_PROBLEM DETAILS_.
Rewrite every line from the one containing "Double-check request: the leafy" down to the end of the records below, switching "annotated" to "marked" and leaving everything else unchanged.

:: DATASET EXCERPTS ::

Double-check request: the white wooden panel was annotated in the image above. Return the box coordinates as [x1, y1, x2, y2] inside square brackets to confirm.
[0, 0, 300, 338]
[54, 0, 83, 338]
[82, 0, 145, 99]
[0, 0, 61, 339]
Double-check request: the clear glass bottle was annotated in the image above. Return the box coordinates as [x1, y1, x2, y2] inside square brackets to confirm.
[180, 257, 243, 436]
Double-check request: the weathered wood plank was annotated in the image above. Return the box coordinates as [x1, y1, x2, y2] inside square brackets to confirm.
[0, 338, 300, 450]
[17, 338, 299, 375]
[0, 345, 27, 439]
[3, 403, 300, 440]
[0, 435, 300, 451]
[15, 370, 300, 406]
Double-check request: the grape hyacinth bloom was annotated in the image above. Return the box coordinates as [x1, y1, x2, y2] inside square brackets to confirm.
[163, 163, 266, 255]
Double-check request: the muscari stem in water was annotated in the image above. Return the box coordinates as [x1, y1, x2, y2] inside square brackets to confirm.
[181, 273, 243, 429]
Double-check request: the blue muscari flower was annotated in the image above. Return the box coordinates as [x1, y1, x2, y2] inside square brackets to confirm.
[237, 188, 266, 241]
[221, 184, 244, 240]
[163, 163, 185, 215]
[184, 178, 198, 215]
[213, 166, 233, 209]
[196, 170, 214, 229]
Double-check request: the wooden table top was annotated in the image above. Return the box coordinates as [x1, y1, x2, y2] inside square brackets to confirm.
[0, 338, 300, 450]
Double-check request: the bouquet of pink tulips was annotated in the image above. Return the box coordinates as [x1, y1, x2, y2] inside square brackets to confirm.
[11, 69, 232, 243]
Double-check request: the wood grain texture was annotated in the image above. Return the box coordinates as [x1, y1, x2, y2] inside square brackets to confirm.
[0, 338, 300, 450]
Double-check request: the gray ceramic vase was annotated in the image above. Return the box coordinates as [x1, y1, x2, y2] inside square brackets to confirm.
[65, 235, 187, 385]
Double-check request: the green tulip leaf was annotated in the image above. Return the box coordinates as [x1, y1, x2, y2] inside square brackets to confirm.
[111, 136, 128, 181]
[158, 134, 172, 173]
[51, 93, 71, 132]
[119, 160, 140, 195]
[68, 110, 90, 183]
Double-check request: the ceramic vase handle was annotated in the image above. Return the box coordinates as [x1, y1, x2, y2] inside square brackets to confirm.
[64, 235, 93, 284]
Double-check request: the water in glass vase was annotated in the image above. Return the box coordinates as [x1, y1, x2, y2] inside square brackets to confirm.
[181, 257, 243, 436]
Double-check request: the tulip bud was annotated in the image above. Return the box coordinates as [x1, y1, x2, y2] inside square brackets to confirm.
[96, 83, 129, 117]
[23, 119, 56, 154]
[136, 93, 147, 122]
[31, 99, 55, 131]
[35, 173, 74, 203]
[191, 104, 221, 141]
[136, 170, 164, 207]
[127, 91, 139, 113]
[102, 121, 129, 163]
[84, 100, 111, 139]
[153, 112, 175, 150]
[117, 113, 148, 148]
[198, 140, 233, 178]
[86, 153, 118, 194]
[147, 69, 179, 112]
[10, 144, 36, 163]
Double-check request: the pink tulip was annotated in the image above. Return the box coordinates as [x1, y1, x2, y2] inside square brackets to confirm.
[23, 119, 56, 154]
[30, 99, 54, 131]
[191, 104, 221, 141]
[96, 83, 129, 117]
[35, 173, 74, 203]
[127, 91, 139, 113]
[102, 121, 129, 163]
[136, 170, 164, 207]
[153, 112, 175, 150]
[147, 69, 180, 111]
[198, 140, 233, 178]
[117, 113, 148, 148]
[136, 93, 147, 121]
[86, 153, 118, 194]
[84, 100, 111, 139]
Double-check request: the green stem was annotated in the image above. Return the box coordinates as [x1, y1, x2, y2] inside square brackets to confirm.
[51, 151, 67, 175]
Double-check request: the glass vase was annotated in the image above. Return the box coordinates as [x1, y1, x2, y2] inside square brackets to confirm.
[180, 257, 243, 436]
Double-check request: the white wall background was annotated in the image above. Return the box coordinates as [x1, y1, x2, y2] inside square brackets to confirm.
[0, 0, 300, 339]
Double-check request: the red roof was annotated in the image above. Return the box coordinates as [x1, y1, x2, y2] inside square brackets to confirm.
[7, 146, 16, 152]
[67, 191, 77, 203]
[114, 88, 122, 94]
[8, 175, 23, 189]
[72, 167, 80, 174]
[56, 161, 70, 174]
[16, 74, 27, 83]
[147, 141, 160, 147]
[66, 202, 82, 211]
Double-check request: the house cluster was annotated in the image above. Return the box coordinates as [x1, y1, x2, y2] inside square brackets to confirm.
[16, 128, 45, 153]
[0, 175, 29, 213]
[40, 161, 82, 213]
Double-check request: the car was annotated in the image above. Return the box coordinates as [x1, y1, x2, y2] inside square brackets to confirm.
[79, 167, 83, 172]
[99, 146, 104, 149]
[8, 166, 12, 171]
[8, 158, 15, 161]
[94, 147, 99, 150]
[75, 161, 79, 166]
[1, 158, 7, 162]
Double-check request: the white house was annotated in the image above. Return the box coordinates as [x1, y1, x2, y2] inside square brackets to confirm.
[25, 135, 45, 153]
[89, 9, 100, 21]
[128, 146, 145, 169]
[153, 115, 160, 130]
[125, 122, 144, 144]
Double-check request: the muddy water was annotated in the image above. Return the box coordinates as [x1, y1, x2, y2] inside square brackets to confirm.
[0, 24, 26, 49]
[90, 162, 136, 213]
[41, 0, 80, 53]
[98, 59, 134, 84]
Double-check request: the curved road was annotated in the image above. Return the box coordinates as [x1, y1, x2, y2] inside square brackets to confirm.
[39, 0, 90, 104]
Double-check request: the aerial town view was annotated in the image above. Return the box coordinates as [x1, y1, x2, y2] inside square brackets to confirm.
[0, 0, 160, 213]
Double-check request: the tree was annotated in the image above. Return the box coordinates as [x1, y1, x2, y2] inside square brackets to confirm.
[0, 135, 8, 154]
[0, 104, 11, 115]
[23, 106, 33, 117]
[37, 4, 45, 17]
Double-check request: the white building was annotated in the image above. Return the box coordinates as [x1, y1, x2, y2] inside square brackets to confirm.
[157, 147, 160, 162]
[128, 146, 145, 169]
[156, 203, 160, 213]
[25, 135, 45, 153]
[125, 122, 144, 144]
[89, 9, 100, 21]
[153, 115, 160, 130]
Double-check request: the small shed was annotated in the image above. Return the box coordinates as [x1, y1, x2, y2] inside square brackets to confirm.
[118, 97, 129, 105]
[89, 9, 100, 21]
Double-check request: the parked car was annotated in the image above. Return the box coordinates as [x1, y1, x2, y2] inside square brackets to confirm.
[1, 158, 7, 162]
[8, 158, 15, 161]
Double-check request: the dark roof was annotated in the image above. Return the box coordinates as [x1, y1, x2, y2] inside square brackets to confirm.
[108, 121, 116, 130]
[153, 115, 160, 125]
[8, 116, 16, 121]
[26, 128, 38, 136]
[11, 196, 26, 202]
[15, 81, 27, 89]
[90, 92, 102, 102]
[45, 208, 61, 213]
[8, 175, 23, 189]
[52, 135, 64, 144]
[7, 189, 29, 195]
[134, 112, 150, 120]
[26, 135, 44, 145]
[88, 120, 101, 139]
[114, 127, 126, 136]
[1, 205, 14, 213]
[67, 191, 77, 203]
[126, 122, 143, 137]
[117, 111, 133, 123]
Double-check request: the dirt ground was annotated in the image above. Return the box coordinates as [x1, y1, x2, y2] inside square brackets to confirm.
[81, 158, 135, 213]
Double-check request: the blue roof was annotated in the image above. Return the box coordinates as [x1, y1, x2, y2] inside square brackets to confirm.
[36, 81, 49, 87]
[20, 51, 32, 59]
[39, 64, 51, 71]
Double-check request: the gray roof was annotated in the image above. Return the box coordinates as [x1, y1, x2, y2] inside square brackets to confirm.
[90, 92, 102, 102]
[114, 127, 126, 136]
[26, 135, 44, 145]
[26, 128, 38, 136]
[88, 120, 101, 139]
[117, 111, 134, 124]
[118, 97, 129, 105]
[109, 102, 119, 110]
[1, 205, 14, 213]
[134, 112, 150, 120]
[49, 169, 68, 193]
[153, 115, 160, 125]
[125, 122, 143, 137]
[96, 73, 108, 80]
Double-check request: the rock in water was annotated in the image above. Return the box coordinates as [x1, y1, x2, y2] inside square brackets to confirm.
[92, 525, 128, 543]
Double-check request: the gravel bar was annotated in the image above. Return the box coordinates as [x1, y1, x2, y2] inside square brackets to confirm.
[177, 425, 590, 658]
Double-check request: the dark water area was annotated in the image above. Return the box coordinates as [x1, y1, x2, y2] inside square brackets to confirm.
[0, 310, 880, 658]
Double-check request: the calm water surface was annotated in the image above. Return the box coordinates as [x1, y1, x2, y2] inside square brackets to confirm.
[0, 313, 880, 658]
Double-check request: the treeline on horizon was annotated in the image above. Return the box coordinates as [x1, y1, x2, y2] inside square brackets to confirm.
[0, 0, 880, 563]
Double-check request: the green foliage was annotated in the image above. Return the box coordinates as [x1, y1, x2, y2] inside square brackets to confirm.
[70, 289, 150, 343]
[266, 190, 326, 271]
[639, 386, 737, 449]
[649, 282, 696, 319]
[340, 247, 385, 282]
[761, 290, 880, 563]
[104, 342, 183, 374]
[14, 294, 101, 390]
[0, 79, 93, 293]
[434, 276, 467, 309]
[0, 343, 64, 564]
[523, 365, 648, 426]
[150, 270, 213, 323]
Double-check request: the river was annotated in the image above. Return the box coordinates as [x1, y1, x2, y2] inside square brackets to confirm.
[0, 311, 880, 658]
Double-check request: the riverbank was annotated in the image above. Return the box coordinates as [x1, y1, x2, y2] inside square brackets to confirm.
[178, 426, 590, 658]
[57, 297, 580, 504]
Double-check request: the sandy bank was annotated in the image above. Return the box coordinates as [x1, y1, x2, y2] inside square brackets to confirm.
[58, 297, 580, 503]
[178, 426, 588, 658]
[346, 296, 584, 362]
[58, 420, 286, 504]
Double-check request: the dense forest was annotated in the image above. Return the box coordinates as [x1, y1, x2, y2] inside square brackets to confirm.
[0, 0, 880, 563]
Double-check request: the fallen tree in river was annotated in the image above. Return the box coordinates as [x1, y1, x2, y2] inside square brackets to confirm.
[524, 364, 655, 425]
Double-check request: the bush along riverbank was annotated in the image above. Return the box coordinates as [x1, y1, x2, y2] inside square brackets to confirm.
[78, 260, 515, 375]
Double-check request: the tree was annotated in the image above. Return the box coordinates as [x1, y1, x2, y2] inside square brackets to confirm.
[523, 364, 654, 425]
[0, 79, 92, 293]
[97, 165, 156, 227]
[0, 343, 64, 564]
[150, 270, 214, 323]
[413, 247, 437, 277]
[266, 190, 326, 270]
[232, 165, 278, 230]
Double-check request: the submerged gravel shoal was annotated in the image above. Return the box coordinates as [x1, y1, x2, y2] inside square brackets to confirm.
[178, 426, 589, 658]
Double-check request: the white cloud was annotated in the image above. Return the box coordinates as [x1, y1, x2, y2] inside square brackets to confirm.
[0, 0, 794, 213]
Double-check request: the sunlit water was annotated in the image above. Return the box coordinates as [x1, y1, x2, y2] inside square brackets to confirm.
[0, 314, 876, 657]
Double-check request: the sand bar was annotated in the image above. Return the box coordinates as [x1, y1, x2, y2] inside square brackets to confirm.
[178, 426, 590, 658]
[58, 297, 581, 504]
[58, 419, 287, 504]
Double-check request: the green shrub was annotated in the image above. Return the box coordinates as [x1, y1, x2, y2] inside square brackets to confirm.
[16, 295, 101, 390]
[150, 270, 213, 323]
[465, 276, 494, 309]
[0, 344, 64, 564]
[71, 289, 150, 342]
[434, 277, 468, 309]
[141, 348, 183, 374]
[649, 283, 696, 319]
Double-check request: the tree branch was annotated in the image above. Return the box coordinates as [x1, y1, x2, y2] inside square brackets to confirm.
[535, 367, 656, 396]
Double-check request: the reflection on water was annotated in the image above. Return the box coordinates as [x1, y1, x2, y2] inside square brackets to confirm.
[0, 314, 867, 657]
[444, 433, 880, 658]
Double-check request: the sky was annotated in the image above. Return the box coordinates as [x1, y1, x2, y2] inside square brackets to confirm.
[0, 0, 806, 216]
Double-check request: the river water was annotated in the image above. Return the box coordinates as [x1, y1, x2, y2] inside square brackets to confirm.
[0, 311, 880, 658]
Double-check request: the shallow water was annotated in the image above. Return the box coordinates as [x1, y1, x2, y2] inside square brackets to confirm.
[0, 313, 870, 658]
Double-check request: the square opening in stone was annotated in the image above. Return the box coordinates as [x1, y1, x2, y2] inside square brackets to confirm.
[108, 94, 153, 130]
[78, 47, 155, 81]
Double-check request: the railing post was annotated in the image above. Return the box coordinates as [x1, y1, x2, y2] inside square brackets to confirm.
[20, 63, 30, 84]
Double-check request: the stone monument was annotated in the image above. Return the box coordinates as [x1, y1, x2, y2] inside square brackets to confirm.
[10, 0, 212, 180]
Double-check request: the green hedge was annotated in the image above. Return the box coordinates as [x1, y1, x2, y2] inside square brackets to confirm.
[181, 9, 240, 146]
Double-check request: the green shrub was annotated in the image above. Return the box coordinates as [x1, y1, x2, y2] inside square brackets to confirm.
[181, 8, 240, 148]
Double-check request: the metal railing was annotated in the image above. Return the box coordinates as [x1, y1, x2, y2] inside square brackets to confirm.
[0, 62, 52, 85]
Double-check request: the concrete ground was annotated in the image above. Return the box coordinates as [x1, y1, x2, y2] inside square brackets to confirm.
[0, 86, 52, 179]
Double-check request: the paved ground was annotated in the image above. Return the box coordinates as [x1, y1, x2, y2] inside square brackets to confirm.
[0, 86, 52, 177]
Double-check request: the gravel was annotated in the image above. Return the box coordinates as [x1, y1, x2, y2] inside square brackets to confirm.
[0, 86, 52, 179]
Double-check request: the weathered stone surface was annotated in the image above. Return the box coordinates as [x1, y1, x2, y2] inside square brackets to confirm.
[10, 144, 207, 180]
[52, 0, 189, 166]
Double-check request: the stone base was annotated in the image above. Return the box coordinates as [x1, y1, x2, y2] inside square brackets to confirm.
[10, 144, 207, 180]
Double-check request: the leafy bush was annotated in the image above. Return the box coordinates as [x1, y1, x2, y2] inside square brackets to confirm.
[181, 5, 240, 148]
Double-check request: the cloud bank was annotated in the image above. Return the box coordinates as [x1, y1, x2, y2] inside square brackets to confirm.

:::

_RESPONSE TO THIS TASK_.
Double-check request: the leafy bush was marked in the image above. Return the box coordinates as [x1, y1, x2, y2] inside square brackets to confirm.
[181, 5, 240, 148]
Double-check request: the cloud bank was marked in the image above. Return the box coordinates as [x1, y1, x2, y2] inside square brackets to confirm.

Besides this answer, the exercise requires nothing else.